--- Start RAW DATA ---

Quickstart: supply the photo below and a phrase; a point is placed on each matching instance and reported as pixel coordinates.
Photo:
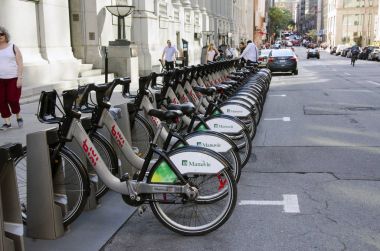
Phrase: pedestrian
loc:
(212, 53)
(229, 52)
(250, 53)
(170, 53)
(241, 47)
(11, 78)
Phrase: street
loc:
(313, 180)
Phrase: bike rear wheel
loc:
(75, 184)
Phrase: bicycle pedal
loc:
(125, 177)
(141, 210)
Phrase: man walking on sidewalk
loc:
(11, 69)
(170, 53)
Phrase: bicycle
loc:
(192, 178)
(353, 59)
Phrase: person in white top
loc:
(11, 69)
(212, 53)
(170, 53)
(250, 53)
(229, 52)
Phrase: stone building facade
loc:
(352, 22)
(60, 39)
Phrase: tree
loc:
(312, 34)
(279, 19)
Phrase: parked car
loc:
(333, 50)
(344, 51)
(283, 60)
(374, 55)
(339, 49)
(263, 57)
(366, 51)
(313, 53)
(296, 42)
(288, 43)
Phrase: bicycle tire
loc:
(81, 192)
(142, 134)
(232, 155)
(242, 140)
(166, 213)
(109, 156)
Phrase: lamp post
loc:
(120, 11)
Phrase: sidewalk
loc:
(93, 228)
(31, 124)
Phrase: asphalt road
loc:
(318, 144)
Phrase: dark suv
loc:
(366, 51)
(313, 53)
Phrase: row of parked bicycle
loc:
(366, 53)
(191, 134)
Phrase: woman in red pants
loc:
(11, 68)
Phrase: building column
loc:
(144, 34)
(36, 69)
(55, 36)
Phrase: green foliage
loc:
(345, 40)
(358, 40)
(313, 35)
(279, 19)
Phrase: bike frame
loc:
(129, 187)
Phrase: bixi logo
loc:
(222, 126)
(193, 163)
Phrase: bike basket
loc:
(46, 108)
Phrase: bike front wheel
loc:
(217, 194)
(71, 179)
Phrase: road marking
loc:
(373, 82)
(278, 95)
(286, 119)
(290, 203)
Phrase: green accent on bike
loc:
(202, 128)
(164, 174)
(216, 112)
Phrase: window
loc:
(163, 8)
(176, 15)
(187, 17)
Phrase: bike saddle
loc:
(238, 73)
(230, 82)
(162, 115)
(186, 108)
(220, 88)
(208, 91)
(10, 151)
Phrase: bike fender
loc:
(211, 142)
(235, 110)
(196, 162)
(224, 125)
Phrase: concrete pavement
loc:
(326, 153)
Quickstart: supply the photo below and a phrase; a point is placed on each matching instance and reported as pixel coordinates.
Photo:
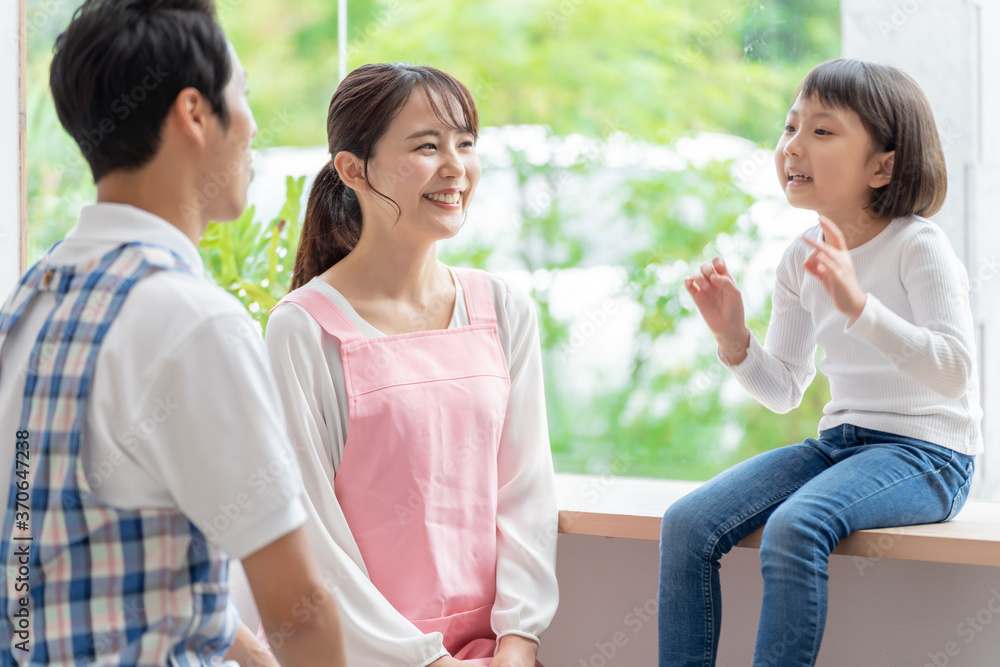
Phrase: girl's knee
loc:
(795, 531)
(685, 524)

--- End RAW DATA ---
--- Start RAW DATA ---

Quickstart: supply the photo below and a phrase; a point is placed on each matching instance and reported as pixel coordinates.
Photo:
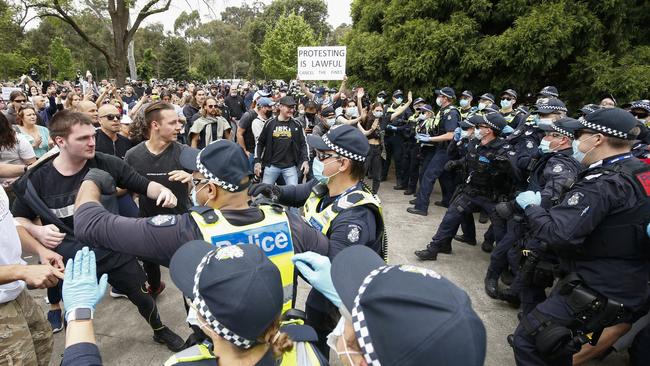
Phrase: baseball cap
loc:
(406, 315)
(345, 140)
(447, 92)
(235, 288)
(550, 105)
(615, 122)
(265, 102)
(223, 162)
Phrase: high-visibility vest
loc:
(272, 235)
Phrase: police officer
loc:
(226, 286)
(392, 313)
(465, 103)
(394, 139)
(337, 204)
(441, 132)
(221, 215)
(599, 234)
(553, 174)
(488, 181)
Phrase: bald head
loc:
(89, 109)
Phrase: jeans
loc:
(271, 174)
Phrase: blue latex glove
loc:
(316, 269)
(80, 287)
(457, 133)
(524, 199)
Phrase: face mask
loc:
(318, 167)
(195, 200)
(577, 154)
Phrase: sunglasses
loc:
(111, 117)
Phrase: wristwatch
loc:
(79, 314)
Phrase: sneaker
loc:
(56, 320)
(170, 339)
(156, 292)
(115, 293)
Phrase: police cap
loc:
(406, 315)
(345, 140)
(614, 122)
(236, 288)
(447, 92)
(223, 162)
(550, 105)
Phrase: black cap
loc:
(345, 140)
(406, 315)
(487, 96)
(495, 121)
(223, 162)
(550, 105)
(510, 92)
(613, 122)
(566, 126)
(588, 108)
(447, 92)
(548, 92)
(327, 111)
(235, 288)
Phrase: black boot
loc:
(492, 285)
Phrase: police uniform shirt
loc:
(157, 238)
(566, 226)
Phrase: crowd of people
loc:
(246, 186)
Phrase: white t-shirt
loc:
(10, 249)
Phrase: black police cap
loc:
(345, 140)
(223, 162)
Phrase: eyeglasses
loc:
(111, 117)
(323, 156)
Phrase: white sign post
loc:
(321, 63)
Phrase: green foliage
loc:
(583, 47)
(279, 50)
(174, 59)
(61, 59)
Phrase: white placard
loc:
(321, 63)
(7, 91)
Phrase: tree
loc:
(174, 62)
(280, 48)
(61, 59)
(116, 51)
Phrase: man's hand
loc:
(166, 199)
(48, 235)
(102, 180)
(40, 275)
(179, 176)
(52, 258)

--- End RAW DATA ---

WHAT THIS TASK INVOLVES: Show every line of the records above that contains the string "sidewalk", treating uppercase and lowercase as different.

ANSWER TO THIS TASK:
Phrase: man walking on sidewalk
Phrase: sidewalk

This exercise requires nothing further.